Get ready to explore the exciting world of PyTorch and enhance your deep learning skills!

### Submission Instructions

- You can convert this notebook into a Python file and submit it to Gradescope for manual grading. For example, you can use the menu `File -> Download as -> Python (.py)` (Jupyter Notebook) or `File -> Export Notebook As -> Export Notebook to Executable Script` (JupyterLab) to convert this notebook to a Python file. Make sure to clean up the python script before submitting to gradescope. We should be able to run it simply via `python <script_name.py>`.
- When submitting the prediction and the Python files, the files **must** be named exactly as instructed.
- You can make multiple submissions but only the **latest** score will be used. Keep a copy of your previous predictions in case you want to revert to them. We are not policing the number of submissions you make to the test set, but we request that you limit to 1 submission every day. You shouldn't be tuning your model on the test set.


## 0. Prerequisites

### Installing PyTorch

Before we dive into the main part of the MP, let's first make sure that you have all the necessary packages installed. If you are using Google Colab, you can skip this section as the packages are already installed. If you are using your local machine, follow the official instructions [here](https://pytorch.org/get-started/locally/). Install the GPU-compatible version if you have a compatible NVIDIA GPU. You will also need to install these additional packages: `torch torchvision Pillow tqdm matplotlib`. Run the following cell to test your installation (and import other necessary packages):


In [None]:
import os
import json
import random

from PIL import Image
from tqdm import tqdm
import torch
import torch.nn as nn
import torch.nn.functional as F
from torch.utils.data import Dataset, DataLoader
import torchvision
from torchvision import transforms as T
from torchvision.models import resnet18, ResNet18_Weights
from torchvision.utils import make_grid
from matplotlib import pyplot as plt

print(f"PyTorch version: {torch.__version__}")
print(f"torchvision version: {torchvision.__version__}")

### Hardware Acceleration

Graphics Processing Units (GPUs) are specialized hardware devices that can significantly speed up the training the inference of deep learning models. We strongly recommend using a GPU for this MP to save training time, though it is not required.

If you are using Google Colab, you can enable free GPU acceleration by navigating to `Runtime -> Change runtime type -> Hardware accelerator -> GPU`. If you are using your local machine, you must have a compatible GPU. Run the following cell to check if you have a compatible GPU (`cuda` for GPU):


In [None]:
device = "cuda" if torch.cuda.is_available() else "cpu"
print(f"Using device: {device}")

Data:
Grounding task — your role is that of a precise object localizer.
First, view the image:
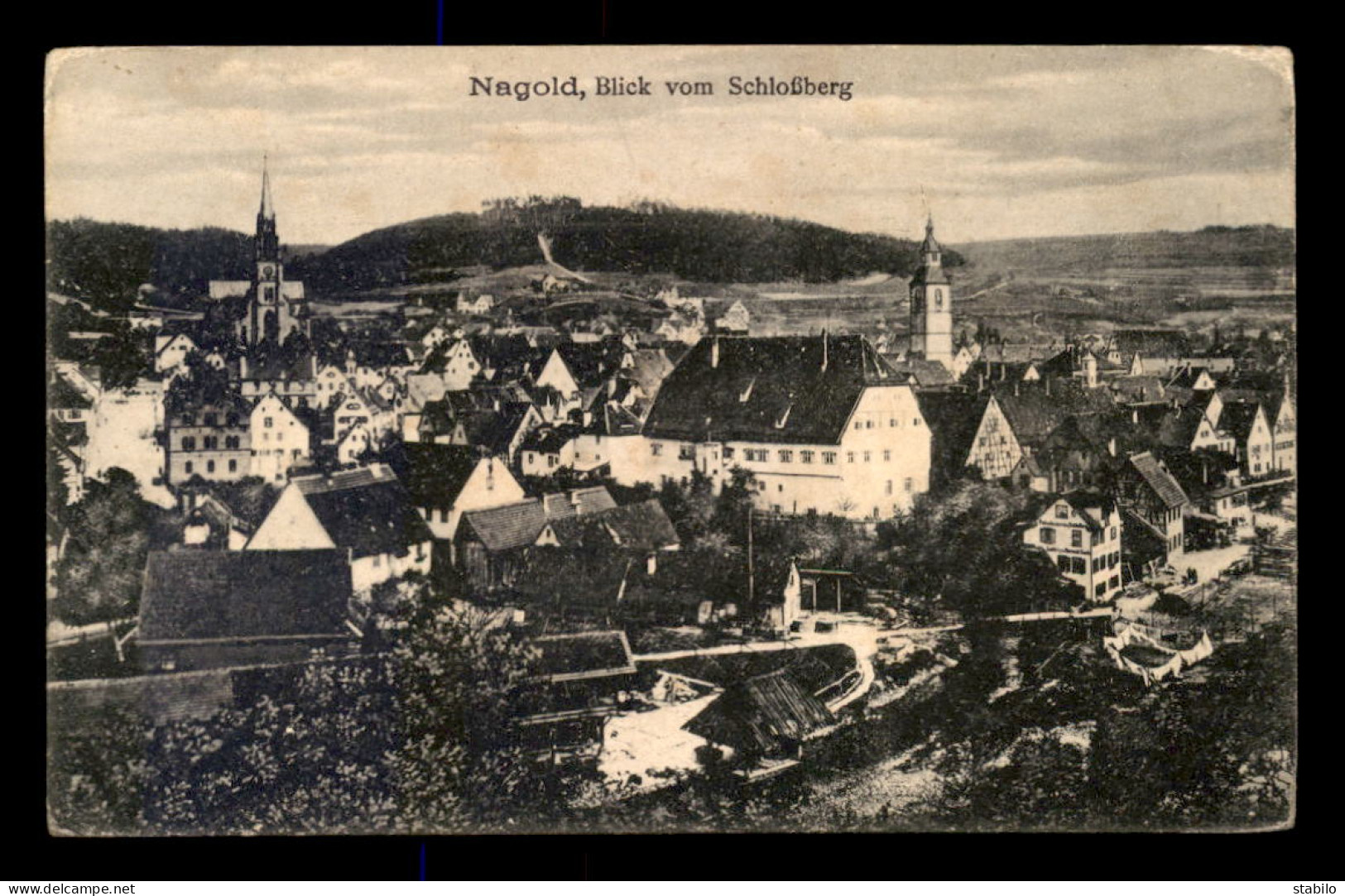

Stated goal 1:
Answer these questions using the PyTorch notebook extract:
(a) If several submissions are made, which score counts?
(b) Which additional packages must be installed on a local machine?
(c) What menu path turns on GPU acceleration in Google Colab?
Stated goal 2: Return the passage of the PyTorch notebook extract from "- You can make" to "the test set.", copied word for word.

Correct response 1:
(a) Only the latest score is used.
(b) torch, torchvision, Pillow, tqdm, and matplotlib.
(c) Runtime -> Change runtime type -> Hardware accelerator -> GPU.

Correct response 2:
- You can make multiple submissions but only the **latest** score will be used. Keep a copy of your previous predictions in case you want to revert to them. We are not policing the number of submissions you make to the test set, but we request that you limit to 1 submission every day. You shouldn't be tuning your model on the test set.